**Exercise aim**
Can you write out every line of the records below as a numbered list, skipping blank lines and leaving the pictures out?

**Dataset extract**
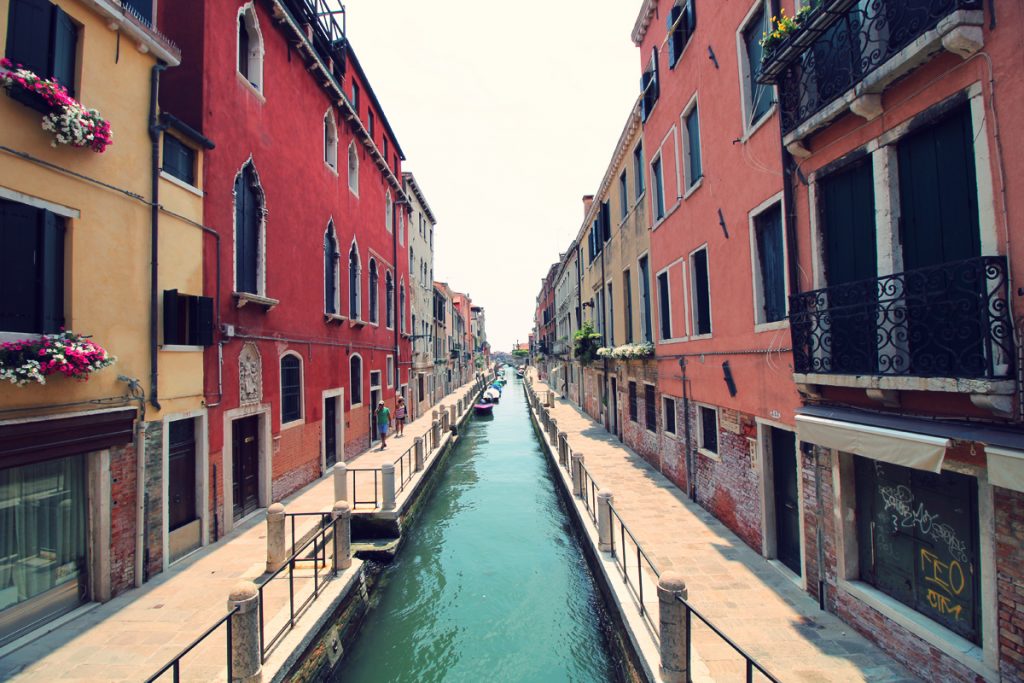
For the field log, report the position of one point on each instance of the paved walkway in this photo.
(133, 635)
(750, 600)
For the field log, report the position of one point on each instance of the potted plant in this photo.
(68, 120)
(66, 353)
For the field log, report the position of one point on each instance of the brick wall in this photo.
(122, 518)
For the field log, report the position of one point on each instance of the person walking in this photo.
(383, 415)
(399, 417)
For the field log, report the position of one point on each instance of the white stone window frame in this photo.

**Expected answer**
1. For the field log, report the position of one point on each instance of the paved walkway in this photo.
2. (133, 635)
3. (750, 600)
4. For the field log, report the position of one point on each instance of the potted plant in this photo.
5. (68, 120)
6. (66, 353)
7. For the field log, report the position of one point on each instance of the brick wall in this photo.
8. (122, 518)
9. For the field log, report the position of one point on each instance of the person walking in this photo.
10. (383, 415)
11. (399, 417)
12. For the field log, report the position of one point on each instance of the white stone window frame in this photo.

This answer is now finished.